> TEXT SHOWN
Boost logo

Boost :

Subject: Re: [boost] lifetime of ranges vs. iterators
From: Arno Schödl (aschoedl_at_[hidden])
Date: 2008-09-07 11:02:10


>> What are your referring to specificly? If you are referring to storing the
>> predicate or stride length, this is taken care of because the iterator adaptor
>> stack stores this information only once:

>I'm talking about "vertical" redundancies between layers of the stack.

Could you give a specific example?

Each bounded_iterator stores the information pertinent to its own operation (predicate, stride length, transform functor, whatever) + its base bounded iterator. The base bounded_iterator stores either two (for forward iterators: current and end) or three (for bidirectional and random_access: begin, current and end) base iterators.

> EXTRACTED MATERIAL
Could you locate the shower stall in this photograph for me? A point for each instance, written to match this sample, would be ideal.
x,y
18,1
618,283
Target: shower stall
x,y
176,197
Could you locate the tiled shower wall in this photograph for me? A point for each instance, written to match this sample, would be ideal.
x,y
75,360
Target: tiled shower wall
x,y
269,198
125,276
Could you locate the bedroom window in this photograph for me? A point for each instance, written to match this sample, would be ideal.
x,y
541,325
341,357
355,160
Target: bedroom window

> WRITTEN TASK A
In the Boost message, how many base iterators does the base bounded_iterator store for bidirectional and random-access iterators?
> WRITTEN TASK B
Reproduce the Boost message from "Date: 2008-09-07 11:02:10" up to and including "end) base iterators.".

> FULL ANSWER A
Three: begin, current and end.

> FULL ANSWER B
Date: 2008-09-07 11:02:10


>> What are your referring to specificly? If you are referring to storing the
>> predicate or stride length, this is taken care of because the iterator adaptor
>> stack stores this information only once:

>I'm talking about "vertical" redundancies between layers of the stack.

Could you give a specific example?

Each bounded_iterator stores the information pertinent to its own operation (predicate, stride length, transform functor, whatever) + its base bounded iterator. The base bounded_iterator stores either two (for forward iterators: current and end) or three (for bidirectional and random_access: begin, current and end) base iterators.